[EXERCISE DETAILS]:
Output, please, every line from the line that holds "swan with a single marker." to the end, exactly as written.

[Coordinate annotation records]

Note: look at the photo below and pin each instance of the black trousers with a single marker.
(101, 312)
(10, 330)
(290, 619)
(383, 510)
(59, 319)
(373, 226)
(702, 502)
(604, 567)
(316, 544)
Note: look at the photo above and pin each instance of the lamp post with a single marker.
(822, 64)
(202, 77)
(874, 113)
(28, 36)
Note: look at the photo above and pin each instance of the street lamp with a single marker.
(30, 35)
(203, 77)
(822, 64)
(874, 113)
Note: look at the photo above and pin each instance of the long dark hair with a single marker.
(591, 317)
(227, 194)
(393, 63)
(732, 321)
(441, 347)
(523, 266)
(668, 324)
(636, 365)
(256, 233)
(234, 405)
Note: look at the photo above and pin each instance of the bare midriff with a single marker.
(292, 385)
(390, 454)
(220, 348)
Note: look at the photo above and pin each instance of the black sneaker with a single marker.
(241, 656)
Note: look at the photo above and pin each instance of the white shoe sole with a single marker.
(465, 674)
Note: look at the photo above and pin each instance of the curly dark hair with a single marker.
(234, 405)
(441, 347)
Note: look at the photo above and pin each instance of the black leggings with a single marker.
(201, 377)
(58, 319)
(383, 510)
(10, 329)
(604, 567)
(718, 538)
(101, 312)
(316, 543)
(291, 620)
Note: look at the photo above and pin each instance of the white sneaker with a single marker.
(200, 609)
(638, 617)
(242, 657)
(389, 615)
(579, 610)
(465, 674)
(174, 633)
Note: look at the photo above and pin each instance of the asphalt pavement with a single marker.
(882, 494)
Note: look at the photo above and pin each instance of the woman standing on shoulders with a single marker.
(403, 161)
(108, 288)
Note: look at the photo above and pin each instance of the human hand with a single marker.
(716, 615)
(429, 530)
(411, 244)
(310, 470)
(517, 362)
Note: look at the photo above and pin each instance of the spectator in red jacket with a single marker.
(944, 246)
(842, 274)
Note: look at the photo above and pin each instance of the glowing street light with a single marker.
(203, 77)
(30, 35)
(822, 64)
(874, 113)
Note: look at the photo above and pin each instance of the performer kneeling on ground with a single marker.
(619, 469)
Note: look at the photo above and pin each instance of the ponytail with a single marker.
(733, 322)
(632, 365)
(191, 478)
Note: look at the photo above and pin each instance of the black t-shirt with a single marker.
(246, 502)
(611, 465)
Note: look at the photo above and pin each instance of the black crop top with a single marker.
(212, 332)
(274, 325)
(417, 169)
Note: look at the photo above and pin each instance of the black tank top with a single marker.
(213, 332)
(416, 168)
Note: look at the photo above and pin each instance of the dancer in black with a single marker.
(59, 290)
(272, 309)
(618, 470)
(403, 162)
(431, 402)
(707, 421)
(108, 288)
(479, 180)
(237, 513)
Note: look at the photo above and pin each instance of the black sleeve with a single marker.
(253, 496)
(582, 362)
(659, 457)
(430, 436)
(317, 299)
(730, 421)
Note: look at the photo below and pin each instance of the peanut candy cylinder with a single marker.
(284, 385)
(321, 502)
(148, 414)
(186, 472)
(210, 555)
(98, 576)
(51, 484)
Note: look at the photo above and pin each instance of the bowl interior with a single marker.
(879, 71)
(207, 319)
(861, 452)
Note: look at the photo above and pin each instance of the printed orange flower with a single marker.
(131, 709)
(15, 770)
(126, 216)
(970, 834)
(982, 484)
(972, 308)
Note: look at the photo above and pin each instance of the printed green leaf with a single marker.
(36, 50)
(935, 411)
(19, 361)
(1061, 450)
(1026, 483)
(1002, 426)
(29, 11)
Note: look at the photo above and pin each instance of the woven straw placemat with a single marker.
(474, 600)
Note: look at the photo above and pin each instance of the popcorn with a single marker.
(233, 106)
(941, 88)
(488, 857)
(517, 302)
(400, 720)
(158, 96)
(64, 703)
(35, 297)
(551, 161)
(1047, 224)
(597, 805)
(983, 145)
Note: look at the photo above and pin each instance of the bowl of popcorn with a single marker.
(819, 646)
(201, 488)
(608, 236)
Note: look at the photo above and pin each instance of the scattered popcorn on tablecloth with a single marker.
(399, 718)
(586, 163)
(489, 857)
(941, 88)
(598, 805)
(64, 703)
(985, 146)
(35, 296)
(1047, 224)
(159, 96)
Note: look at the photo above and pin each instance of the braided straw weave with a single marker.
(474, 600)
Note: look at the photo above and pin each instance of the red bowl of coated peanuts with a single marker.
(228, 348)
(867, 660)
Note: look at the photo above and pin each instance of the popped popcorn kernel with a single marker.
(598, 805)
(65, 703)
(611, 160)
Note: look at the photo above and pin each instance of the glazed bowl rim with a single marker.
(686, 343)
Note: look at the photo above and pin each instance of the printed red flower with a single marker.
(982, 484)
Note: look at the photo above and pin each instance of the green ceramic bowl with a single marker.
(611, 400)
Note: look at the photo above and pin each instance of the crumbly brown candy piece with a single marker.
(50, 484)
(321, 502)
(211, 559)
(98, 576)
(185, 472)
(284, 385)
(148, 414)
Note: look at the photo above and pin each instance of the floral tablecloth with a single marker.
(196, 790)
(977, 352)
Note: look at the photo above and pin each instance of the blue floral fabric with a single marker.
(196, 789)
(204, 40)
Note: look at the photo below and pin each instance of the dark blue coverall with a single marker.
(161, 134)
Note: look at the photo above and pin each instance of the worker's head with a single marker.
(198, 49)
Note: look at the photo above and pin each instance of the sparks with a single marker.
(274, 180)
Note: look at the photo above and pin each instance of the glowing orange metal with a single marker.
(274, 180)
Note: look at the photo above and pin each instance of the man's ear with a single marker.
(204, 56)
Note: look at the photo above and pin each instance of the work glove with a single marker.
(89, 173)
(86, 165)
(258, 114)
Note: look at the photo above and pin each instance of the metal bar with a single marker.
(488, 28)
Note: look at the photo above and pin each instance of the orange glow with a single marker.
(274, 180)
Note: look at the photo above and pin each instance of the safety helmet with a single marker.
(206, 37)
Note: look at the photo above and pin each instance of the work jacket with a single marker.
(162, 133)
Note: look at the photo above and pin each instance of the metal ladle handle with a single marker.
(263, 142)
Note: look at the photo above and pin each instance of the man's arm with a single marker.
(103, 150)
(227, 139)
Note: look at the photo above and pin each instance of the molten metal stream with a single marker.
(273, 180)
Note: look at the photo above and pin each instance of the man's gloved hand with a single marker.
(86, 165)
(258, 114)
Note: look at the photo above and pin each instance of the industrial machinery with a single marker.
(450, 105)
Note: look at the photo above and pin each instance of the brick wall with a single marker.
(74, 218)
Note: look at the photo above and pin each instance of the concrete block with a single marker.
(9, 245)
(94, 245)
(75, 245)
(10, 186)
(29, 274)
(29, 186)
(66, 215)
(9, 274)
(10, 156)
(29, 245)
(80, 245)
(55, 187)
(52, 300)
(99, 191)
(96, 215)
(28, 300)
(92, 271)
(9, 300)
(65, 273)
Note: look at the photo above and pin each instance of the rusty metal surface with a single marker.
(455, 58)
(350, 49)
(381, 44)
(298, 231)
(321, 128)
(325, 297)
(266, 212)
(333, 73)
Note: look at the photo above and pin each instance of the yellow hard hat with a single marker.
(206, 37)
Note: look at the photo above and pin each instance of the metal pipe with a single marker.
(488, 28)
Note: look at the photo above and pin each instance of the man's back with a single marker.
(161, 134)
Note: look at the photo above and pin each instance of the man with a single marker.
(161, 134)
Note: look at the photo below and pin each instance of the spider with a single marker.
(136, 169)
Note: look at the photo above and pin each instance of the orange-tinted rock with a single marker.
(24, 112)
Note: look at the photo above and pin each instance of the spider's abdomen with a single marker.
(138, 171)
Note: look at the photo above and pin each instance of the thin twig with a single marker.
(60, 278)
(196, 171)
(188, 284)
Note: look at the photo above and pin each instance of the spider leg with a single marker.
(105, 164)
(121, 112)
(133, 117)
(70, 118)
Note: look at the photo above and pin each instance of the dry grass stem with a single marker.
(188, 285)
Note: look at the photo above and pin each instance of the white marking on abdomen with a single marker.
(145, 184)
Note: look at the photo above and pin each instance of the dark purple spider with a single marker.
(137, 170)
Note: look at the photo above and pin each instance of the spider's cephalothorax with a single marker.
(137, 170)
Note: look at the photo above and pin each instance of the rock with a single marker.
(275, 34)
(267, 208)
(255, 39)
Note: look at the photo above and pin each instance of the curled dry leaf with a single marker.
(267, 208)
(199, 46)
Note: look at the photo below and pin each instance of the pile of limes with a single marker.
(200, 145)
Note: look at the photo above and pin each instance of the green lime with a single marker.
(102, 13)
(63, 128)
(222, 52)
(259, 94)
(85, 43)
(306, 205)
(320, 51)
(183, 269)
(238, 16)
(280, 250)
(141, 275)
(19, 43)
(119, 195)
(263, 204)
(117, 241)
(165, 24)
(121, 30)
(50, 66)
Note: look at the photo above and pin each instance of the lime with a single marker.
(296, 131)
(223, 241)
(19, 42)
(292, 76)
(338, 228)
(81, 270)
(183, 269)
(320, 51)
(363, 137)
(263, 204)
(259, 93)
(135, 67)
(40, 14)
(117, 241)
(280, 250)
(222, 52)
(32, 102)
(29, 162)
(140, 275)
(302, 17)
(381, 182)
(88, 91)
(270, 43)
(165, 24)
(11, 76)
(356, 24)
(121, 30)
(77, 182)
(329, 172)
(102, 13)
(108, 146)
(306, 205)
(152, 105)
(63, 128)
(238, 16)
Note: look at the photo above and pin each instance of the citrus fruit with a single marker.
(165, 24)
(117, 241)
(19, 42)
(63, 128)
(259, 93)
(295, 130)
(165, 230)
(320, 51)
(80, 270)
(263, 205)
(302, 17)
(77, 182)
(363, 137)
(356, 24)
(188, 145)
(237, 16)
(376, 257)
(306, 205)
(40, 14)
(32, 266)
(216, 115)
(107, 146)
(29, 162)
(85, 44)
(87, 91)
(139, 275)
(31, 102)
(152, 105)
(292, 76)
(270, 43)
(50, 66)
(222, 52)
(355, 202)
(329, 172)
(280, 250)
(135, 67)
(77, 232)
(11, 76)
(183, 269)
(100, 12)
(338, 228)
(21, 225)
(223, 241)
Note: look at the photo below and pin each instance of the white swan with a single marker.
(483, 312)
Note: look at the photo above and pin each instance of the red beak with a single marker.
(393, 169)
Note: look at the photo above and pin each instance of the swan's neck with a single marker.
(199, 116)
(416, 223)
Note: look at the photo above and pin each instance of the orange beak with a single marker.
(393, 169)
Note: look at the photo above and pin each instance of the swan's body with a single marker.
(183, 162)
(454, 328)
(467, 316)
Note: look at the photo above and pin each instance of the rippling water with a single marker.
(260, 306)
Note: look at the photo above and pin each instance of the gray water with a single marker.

[CORRECT RESULT]:
Note: look at the photo below and pin each instance of the white swan with a single marker.
(483, 312)
Note: look at the photo above and pin each instance of the red beak with a single marker.
(393, 169)
Note: look at the photo above and pin each instance of the swan's neck with a single marker.
(199, 116)
(416, 223)
Note: look at the photo above and pin each instance of the orange beak with a single marker.
(393, 169)
Note: look at the photo above and pin each instance of the swan's body with a single marker.
(183, 162)
(454, 328)
(467, 316)
Note: look at the photo above and pin each instance of the rippling water with a single marker.
(260, 306)
Note: look at the photo above and pin each instance of the gray water with a single marker.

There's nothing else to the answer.